Natural-language object grounding data
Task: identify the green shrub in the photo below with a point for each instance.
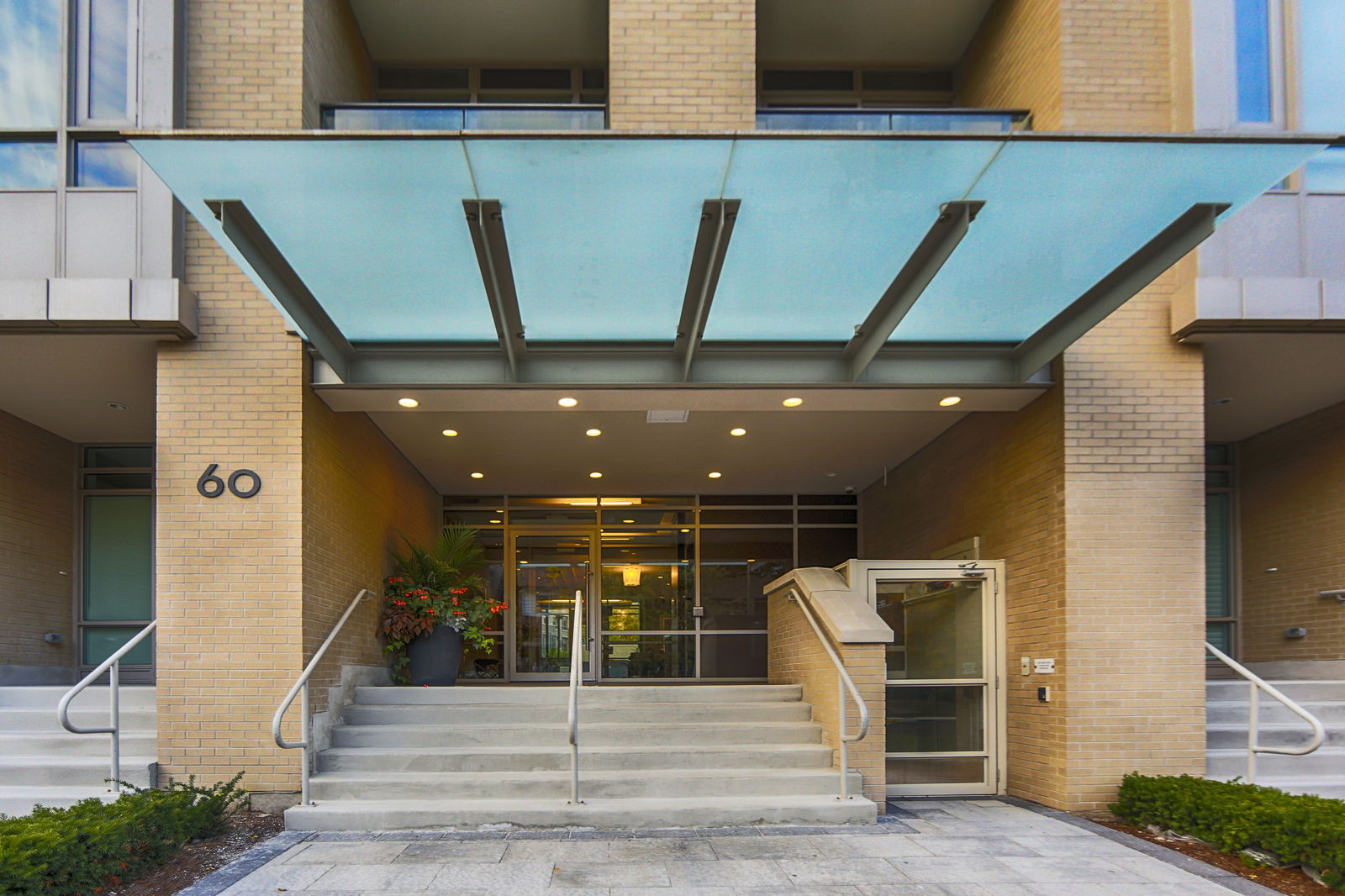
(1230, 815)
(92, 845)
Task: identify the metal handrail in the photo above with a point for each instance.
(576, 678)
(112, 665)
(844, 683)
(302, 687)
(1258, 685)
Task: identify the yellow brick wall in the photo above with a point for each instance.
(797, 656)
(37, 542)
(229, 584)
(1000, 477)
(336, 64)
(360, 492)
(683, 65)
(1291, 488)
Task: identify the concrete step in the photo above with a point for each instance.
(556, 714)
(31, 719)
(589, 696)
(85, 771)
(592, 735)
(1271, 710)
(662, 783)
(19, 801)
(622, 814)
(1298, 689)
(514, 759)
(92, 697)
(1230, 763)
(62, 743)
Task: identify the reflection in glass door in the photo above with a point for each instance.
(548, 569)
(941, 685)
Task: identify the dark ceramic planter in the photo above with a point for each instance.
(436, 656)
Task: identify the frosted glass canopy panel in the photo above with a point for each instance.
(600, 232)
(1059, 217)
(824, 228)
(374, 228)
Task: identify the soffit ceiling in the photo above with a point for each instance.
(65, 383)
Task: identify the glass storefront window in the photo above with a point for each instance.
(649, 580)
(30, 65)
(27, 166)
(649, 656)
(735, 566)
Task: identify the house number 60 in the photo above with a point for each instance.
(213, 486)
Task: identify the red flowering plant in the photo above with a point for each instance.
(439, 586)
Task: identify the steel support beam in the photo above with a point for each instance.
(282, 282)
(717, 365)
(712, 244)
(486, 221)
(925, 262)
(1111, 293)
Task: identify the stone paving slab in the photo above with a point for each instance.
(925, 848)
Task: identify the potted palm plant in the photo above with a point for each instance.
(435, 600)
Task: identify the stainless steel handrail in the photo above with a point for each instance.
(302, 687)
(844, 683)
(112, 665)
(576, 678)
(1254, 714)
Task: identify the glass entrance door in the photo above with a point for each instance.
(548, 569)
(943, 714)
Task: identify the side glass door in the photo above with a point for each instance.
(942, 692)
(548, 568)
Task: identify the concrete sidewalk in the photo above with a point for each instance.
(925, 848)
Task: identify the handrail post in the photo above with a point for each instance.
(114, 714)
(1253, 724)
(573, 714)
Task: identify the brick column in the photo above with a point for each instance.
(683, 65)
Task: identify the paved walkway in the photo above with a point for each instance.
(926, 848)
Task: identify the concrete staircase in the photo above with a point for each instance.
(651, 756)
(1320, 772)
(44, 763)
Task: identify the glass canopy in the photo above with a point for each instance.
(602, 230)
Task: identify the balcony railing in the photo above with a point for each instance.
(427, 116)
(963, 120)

---

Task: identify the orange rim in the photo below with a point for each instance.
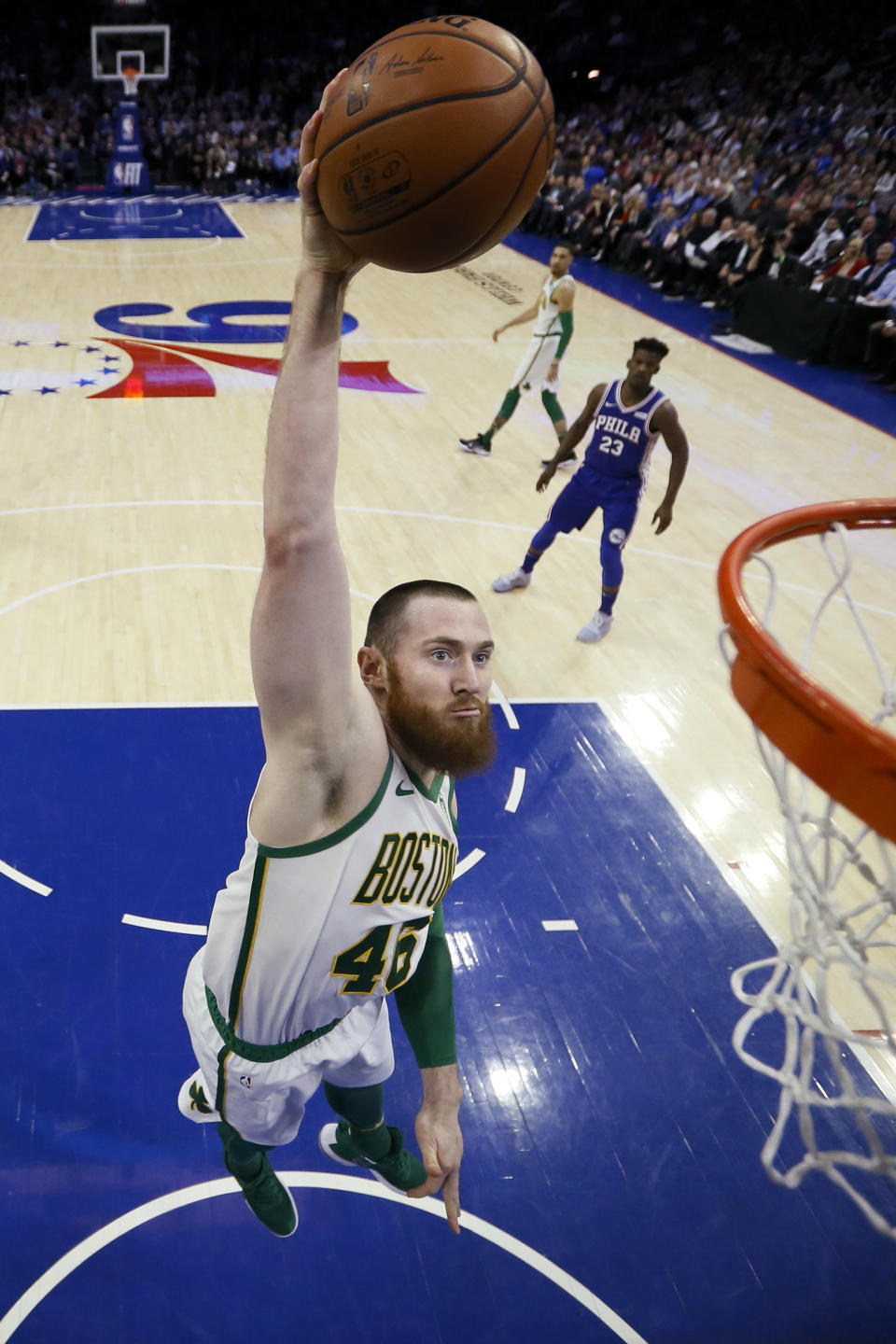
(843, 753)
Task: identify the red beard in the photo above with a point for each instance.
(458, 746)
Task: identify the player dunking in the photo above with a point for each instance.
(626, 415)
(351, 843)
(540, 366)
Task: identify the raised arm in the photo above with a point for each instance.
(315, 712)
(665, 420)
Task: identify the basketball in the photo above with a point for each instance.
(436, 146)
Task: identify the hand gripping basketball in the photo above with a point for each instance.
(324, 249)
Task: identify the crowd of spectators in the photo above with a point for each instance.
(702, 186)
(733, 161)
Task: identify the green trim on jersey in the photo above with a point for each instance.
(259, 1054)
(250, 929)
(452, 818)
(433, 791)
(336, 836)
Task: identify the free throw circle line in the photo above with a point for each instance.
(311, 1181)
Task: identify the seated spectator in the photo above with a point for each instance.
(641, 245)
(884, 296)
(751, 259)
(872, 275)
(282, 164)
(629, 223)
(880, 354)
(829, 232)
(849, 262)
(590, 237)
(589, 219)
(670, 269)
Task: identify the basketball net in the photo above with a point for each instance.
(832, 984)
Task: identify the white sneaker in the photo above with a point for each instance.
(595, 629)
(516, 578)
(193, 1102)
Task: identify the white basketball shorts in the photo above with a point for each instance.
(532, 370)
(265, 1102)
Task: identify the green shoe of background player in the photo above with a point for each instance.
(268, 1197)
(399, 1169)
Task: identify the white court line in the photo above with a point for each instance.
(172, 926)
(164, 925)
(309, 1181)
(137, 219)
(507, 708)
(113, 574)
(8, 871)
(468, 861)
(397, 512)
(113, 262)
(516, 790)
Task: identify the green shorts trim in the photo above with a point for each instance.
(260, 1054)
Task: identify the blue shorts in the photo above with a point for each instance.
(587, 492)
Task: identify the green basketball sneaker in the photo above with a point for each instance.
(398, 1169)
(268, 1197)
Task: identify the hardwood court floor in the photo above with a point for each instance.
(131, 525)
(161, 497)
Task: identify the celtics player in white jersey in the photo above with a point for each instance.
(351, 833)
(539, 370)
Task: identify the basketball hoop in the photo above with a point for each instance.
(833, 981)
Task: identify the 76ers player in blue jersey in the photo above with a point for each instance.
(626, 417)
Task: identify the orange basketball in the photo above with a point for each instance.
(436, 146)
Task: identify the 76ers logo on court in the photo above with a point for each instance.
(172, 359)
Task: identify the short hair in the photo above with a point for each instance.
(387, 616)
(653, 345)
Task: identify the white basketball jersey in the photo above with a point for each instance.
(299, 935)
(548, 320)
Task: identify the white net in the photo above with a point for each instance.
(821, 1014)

--

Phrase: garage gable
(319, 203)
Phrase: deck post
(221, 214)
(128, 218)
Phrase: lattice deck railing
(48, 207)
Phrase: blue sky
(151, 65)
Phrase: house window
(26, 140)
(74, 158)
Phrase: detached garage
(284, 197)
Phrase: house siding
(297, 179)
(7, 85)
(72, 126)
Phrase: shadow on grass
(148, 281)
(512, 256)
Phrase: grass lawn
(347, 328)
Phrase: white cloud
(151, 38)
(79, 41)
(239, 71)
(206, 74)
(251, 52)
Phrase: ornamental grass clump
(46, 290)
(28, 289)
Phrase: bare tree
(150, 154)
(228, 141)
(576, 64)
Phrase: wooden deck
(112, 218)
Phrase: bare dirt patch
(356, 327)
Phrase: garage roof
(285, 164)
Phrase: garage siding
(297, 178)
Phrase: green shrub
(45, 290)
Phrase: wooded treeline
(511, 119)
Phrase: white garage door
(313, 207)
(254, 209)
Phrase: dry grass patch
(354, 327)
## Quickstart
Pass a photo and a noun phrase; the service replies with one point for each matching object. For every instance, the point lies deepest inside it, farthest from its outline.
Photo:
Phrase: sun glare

Exercise description
In the data above, which lines lie between the line with "Phrase: bare tree" and the line with "Phrase: sun glare", inclusive? Print those lines exactly and nothing else.

Written answer
Phrase: bare tree
(150, 154)
(228, 141)
(576, 64)
Phrase: wooden deck
(112, 218)
Phrase: bare dirt patch
(356, 327)
Phrase: garage roof
(285, 164)
Phrase: garage siding
(297, 178)
Phrase: green shrub
(45, 290)
Phrase: wooded treeline
(511, 119)
Phrase: white garage door
(313, 207)
(254, 209)
Phrase: dry grass patch
(354, 327)
## Quickstart
Pass a photo and a noun phrase; the service replies with one point for each matching object. For every instance, the point lies deepest inside it, farthest from its outline.
Photo:
Phrase: sun glare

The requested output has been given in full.